▸ **WHAT THE TASK ASKS**
Give the data again exactly as written, skipping any pictures.

▸ **MATERIAL FOR THIS EXERCISE**

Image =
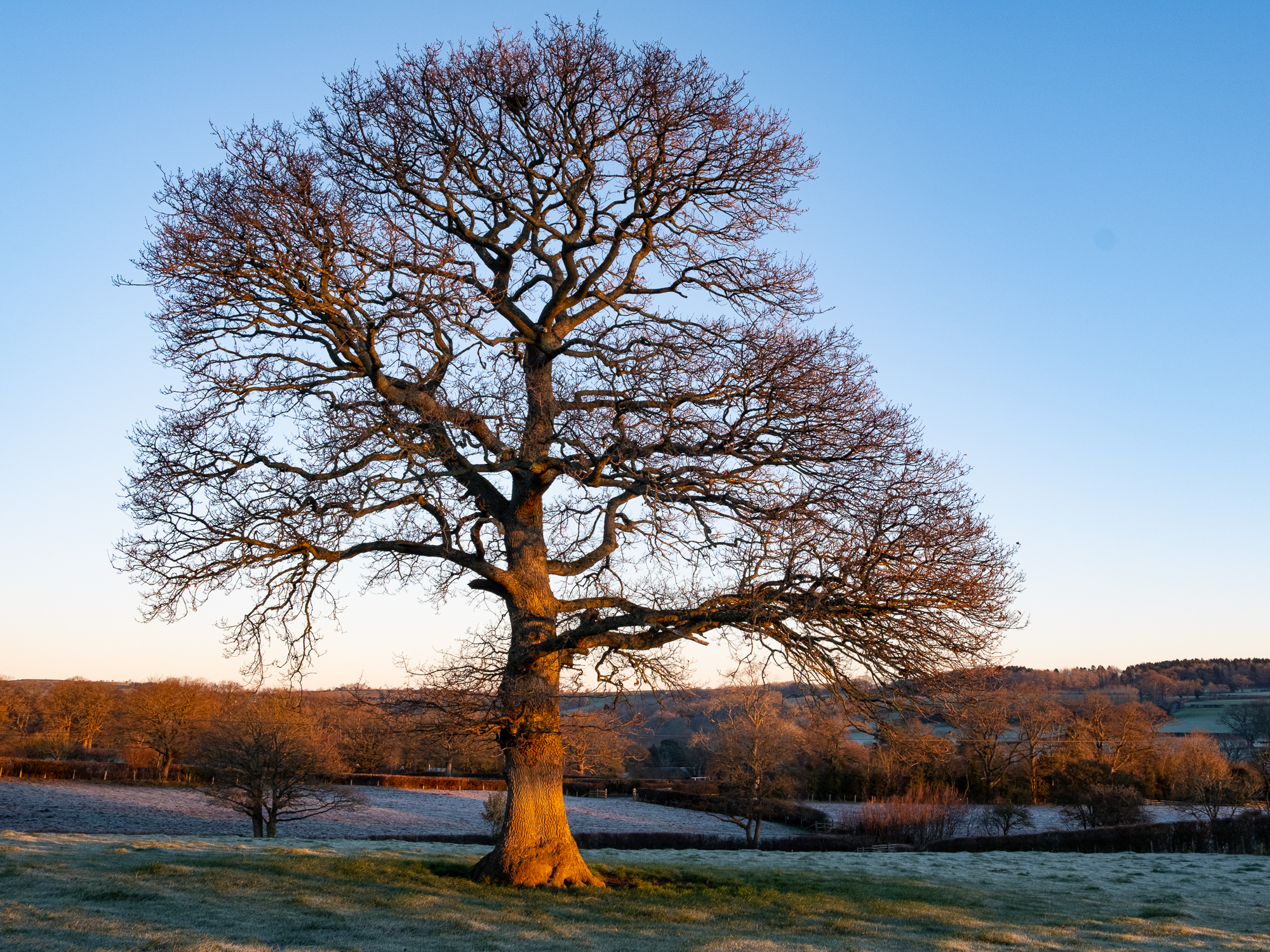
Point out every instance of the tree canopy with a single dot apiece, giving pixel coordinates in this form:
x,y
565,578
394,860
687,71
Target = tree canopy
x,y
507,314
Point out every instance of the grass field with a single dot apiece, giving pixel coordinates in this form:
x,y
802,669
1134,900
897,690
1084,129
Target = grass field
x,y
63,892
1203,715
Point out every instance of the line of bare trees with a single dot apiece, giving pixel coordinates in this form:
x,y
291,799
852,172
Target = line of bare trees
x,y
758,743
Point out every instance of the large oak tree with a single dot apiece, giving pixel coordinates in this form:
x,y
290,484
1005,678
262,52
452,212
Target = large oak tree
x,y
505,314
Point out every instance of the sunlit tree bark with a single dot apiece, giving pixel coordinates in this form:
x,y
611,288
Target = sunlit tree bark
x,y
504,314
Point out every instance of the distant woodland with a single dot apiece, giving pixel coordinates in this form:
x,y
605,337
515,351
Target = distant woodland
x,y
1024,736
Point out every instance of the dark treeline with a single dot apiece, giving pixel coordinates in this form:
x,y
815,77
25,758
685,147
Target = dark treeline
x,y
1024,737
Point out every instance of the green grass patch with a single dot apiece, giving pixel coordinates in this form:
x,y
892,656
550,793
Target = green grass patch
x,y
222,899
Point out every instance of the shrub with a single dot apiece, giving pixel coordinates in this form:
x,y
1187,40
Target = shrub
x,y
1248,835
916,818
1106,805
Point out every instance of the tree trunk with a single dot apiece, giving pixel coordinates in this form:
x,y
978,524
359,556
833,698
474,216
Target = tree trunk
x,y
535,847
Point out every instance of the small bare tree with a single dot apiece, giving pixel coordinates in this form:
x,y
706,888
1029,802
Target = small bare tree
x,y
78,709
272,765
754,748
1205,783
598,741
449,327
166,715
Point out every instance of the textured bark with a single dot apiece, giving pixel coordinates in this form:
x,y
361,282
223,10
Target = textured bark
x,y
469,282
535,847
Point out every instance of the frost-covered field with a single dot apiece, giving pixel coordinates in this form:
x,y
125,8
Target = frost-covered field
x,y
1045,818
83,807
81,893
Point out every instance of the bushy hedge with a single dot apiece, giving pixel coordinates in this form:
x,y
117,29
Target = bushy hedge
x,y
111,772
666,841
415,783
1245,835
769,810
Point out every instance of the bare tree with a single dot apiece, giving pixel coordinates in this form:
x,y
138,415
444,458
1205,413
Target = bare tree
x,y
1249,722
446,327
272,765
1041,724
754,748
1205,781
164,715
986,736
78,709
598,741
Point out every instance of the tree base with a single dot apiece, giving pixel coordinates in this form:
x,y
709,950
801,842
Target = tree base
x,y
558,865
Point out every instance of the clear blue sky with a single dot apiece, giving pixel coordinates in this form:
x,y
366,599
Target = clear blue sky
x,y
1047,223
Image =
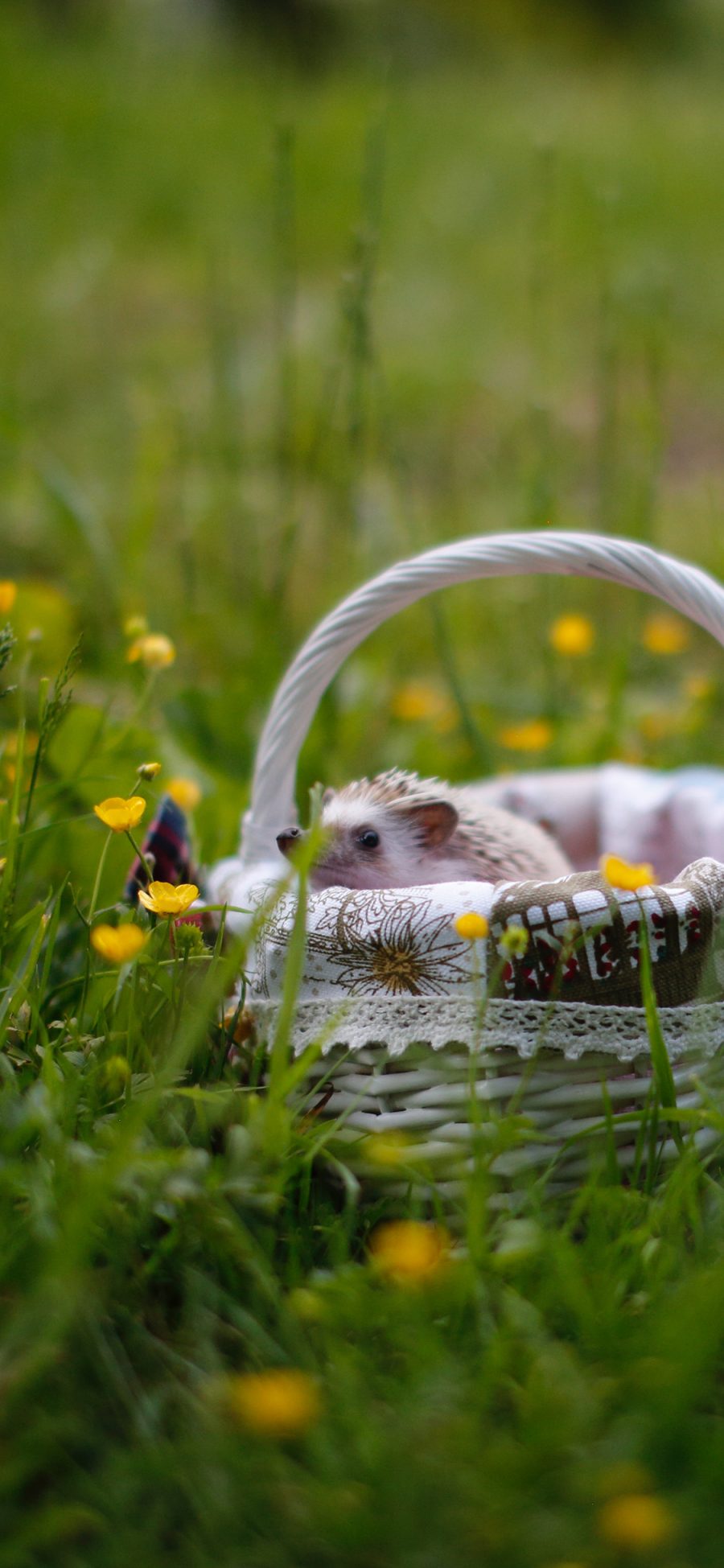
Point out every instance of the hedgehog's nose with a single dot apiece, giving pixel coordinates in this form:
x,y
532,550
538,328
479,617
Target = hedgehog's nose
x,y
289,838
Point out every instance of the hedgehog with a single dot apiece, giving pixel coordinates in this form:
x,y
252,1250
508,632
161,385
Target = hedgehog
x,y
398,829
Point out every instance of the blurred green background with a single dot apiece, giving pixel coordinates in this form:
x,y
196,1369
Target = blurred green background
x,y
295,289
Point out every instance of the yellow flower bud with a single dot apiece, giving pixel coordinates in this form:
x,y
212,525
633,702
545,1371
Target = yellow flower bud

▸ **THE COMPLETED TASK**
Image =
Point out every instance of the tree canopy with a single dot apiece, giving pixel coordinates in this form:
x,y
565,578
394,860
687,71
Target = tree canopy
x,y
507,314
Point out every instance of the grass field with a single dot apiece, giving pixel coordinates in this form:
x,y
802,669
1134,900
897,690
1084,129
Target = grass field
x,y
63,892
1203,715
Point out every instance of the line of bare trees with a single dot apiece, giving pixel coordinates in this form:
x,y
291,799
852,172
Target = line of bare trees
x,y
758,743
Point out every instance of the large oak tree with a single dot apiece, giving pixel coordinates in this form:
x,y
290,484
1005,678
262,52
452,212
Target = large oak tree
x,y
505,314
Point out every instance of the sunlit tree bark with a single dot apiece, giving pixel coordinates in this form:
x,y
611,288
Target = sunlit tree bark
x,y
504,314
Point out every instance of the distant woodland with a single dot apiece, giving pixel coordinates in this form:
x,y
605,337
515,351
Target = distant woodland
x,y
1024,736
Point out every instance of the dark treeline with a single dot apiece, giving pixel coordinates in this form:
x,y
815,77
25,758
685,147
Target = dark treeline
x,y
1024,737
Point out every instance of the green grass patch with a single dot apiece, giving pixel coordinates in this form:
x,y
892,656
550,793
Target = green grass patch
x,y
222,899
Point out every instance of the shrub with a single dot apiece, giving pixel coordinates in this form:
x,y
1187,40
Target = shrub
x,y
1248,835
916,818
1106,805
Point out every instance of the tree trunk with a single dot apiece, giving pixel coordinates in this form:
x,y
978,524
359,556
833,698
474,216
Target = tree trunk
x,y
535,847
Point out every instance of the small bare tree with a single dot apiece, giving pixel coordinates in this form:
x,y
706,888
1029,802
Target = small bare tree
x,y
78,709
272,765
754,748
1205,783
598,741
449,327
166,715
Point out every instance of the textured bark with a single dot apiece, giving pixel coordinates in this form:
x,y
361,282
223,10
Target = textured bark
x,y
469,282
535,847
Point out every instance of the frost-covered field with a single dot apiece, giving pixel coordinates in this form:
x,y
125,8
Target = frost-covered field
x,y
1045,818
83,807
81,893
Point out every instance of the bushy hedge with a single dot apiece, giving pixel coordinates in this form:
x,y
117,29
Target = bushy hedge
x,y
111,772
666,841
415,783
1245,835
769,810
Point out every instance of the bare tree with a single dot apiece, giving pixel coordinates in this form:
x,y
138,415
444,458
1205,413
Target = bare tree
x,y
1249,722
446,327
272,765
1041,724
754,748
1205,781
164,715
986,736
78,709
598,741
Point out every instance of the tree base with a single dot apiece, giving pixel coordinates in this form:
x,y
709,950
801,842
Target = tree base
x,y
558,865
Point out every instance of the clear blue sky with a single dot apiece, giving pixel coordinates in this form:
x,y
366,599
Target = clear blue sky
x,y
1047,223
Image =
Point out every instance of the hedgehog's nose with a single dot apiece, giving pixel coordinates in this form:
x,y
532,550
538,328
479,617
Target = hedgehog's nose
x,y
289,838
Point out every instance of the hedgehog with a single dot apiece, giving pixel coordinates in this form:
x,y
252,1250
508,632
161,385
Target = hedgehog
x,y
398,829
Point out every instance of the blurred green background with a single dot apiece, giving pixel coordinates in this form:
x,y
196,1369
Target = blurred green background
x,y
295,289
Point out every instance of the yellow flower bud with a single dot apiece, giving pixel coordinates in this form:
x,y
212,525
633,702
545,1371
Target = yellow flower bud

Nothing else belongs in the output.